══ SELECTION

2011 Latest Caselaw 1043 Del

Citation : 2011 Latest Caselaw 1043 Del
Judgement Date : 22 February, 2011

Delhi High Court
Sh. Harphool Singh (Now Deceased) ... vs Smt. Daropati & Ors. on 22 February, 2011
Author: Valmiki J. Mehta
*              IN THE HIGH COURT OF DELHI AT NEW DELHI

+                                RFA 405/2001
%                                                     22nd February, 2011

SH. HARPHOOL SINGH (Now deceased)
THROUGH LRS.                                       ...... Appellant

                                       Through:    None.
               VERSUS


SMT. DAROPATI & ORS.                              ...... Respondents
                                             Through:     None

CORAM:
HON'BLE MR. JUSTICE VALMIKI J.MEHTA

    1.   Whether the Reporters of local papers may be
         allowed to see the judgment?

    2.   To be referred to the Reporter or not? Yes

    3.   Whether the judgment should be reported in the Digest? Yes

VALMIKI J. MEHTA, J (ORAL)

1.       This case is on the Regular Board of this Court since 3.1.2011. Today it

is effective Item No. 10 on the Regular Board. It is 1.00 P.M. and no-one

appears for the parties.       I have, therefore, perused the record and am

proceeding to dispose of the matter.

2.       The facts of the case are that one Sh. Gainda Ram, was the owner of

the subject property bearing municipal No. 16/700E, Bapa Nagar, Tank Road,

Dhobi Wali Gali, New Delhi admeasuring 45 sq. yds. Sh. Gainda Ram died

intestate leaving behind his two sons Sh. Beni Parshad and Sh. Malkhan

Singh. Plaintiff in the suit was Sh. Beni Parshad and who claimed the relief of

partition by metes and bounds of the subject property against the defendant

Nos. 2 to 6 who were the widow and children of late Sh. Malkhan Singh i.e.

the legal heirs of Sh. Malkhan Singh.       The defendant No. 1/Sh. Harphool
RFA 405/2001                                                          Page 1 of 5
 Singh/appellant was the person who purchased the subject property from

Smt. Savitri Devi widow of late Malkhan Singh/defendant No. 2 by means of

documents being the Agreement to Sell, Power of Attorney and receipt dated

22.9.1987 and which documents were duly proved and exhibited in the trial

court.

3.       By the impugned judgment and the decree, the trial court has held Sh.

════
══ SOURCE DATA

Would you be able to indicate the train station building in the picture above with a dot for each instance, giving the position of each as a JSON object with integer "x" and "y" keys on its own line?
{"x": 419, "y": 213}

════

## PROBLEMS AND TASKS
a. From the judgment, copy the passage starting at "22.9.1987 and which" and ending at "has held Sh.".
b. List the documents that, according to the judgment, Sh. Harphool Singh used to purchase the subject property from Smt. Savitri Devi.

## ANSWERS FOR THIS EXERCISE
a.
22.9.1987 and which documents were duly proved and exhibited in the trial

court.

3.       By the impugned judgment and the decree, the trial court has held Sh.

b.
- Agreement to Sell
- Power of Attorney
- receipt